Text extract ->
<<<<
In the meantime central banks are cranking up the printing presses but as Bernanke recently said quantitative easing is an “inappropriate” description of what should be called “securities purchases”! Who is he kidding? What the Fed is buying has nothing to do with “securities”. There is no security whatsoever in the rubbish the Fed is purchasing. They are buying worthless pieces of paper with worthless pieces of paper. This is the Ponzi scheme of all Ponzi schemes.
Let us be very clear, this financial Shangri-La is now coming to an end. The financial system is broke, many western sovereign states are bankrupt and governments will continue to apply the only remedy they know which is issuing debt that will never ever be repaid with normal money. So why does the world still believe that the financial system is sound?
- Firstly, because this is what totally clueless governments are telling everyone and this is what investors want to hear.
- Secondly, whether governments apply austerity like in parts of Europe or money printing as in the US, investors want to believe that any action by government is good, however inept.
- Thirdly, market participants are in a state of false security due to shortsightedness and limited understanding of history.
- Fourthly, as long as they can benefit from inflated and false asset values, the market participants will continue to manipulate markets.
- Fifthly, there has been a very skilful campaign by the US to divert the attention from their bankrupt economy and banks `to small European countries like Greece, Ireland or Portugal. These nations, albeit in real trouble, have problems which are miniscule compared to the combined difficulties of the US Federal Government, states, cities and municipalities.
Euro zone members can’t print money. Many EU countries are downgraded by US rating agencies which don’t dare to touch the US rating. The AAA rating of the US is an absolute sham and totally politically motivated. True to form, rating agencies will only downgrade debt once it has become worthless but never before.
The result of massive money printing is a collapsing currency, leading to escalating prices and eventually hyperinflation. This is in simple terms how every hyperinflationary period in history has happened. If in addition, there are world shortages of food, energy and other commodities, this will accelerate the process. There are currently a number of indicators all pointing to escalating money printing and an imminent start of a hyperinflationary era. Here are some of them:
1. Fiscal Gap widening at alarming rates in many major economies.
2. Commodity prices at all-time highs.
3. Long term interest rates rising.
4. Most Currencies falling.
5. Precious Metals at all-time highs against most currencies.
Tax receipts are collapsing and government expenditure soaring in many major economies including virtually all southern European countries as well as in the UK. James Turk has produced on his fgmr.com site two excellent graphs for the USA and the UK showing the extreme severity of these two countries’ deficits.
>>>>
Prompt 1 -> Put the lines of the listing into a Markdown table with the columns Row and Line. Start with the first line of the listing, go on through the line with "column 230, row 366", and leave out blank lines.
The text and the listing were taken from separate sources.

(Items drawn from a data source)
<<<<
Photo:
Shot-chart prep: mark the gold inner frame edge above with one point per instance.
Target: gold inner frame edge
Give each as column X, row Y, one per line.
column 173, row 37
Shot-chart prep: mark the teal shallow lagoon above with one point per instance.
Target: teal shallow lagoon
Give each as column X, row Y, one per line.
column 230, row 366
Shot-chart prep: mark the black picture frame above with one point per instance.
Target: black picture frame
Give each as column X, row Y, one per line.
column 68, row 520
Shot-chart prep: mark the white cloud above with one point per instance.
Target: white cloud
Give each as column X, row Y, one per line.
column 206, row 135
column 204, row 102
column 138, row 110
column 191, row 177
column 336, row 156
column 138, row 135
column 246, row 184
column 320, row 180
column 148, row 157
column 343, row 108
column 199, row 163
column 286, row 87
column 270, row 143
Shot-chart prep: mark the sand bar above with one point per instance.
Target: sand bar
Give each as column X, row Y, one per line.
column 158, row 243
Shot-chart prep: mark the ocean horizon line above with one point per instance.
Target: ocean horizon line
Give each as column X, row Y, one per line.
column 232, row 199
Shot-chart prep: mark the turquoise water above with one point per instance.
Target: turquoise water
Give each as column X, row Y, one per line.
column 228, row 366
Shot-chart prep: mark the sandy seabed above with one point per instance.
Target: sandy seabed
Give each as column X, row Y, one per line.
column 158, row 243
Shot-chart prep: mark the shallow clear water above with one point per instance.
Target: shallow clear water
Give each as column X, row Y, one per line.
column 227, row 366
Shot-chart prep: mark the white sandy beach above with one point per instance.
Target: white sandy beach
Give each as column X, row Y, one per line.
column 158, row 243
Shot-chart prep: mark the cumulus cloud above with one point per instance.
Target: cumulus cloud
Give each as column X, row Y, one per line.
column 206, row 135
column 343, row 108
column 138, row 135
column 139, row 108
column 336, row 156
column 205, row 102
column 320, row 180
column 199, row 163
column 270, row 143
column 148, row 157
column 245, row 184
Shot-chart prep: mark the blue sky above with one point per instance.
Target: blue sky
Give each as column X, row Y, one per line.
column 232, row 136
>>>>
Prompt 2 -> Write what follows the text on money printing and hyperinflation, beginning right after its final sentence.

Final result 1 ->
| Row | Line |
|---|---|
| 1 | Photo: |
| 2 | Shot-chart prep: mark the gold inner frame edge above with one point per instance. |
| 3 | Target: gold inner frame edge |
| 4 | Give each as column X, row Y, one per line. |
| 5 | column 173, row 37 |
| 6 | Shot-chart prep: mark the teal shallow lagoon above with one point per instance. |
| 7 | Target: teal shallow lagoon |
| 8 | Give each as column X, row Y, one per line. |
| 9 | column 230, row 366 |

Final result 2 ->
…. to continue reading click here!
- You cannot solve a debt problem with more debts(bailouts)! All it does is postponed the day of reckoning. Nothing has been resolved. Debts have not been paid down. In fact, debts have accumulated because the mechanism is to re-finance the debts and not to pay it down. Europe undoubtedly will face a crisis in 2011. The denials by the Spanish and Portuguese politicians are nonsense. They know it is coming.
- The financial MSM is hyping up the problems of Europe and keeping mostly quiet on the even more grotesque situation of America. America will be the final detonation in this global debt bomb that will trigger a global economic, financial and monetary crisis!
European debt markets ‘face second credit crisis’
European debt markets could be hit by a second credit crisis within months as fears grow over the huge volume of new bonds that must be sold by governments and banks in 2011.
Banks alone must refinance about €400bn (£343bn) of debt in the first half of the year, but add in the more than €500bn European governments must replace over the same period, as well as further hundreds of billions of euros of mortgage-backed debt maturing and there is the potential for chaos in the credit markets. “What we are looking at here clearly has the potential to become a second credit crunch. However, this time it would be much worse than before,” said Celestino Amore, founder of IlliquidX, which specialises in trading hard-to-price debt.
“Governments have been able to slow down the process, but the problems did not go away. There remains trillions of dollars of debt that must be refinanced or sold.” Mr Amore predicts a rush to sell assets, much like that which kicked off the first credit crunch in the summer of 2007. However, many fund managers and other large institutional investors are looking to reduce their exposure to bonds, leading to warnings that there will not be enough demand to buy all the debt banks and governments will need to sell.
Last week the Centre for Economic and Business Research said a new eurozone crisis was its top prediction for 2011, pointing out that Spain and Italy alone must refinance more than €400m of bonds in the spring.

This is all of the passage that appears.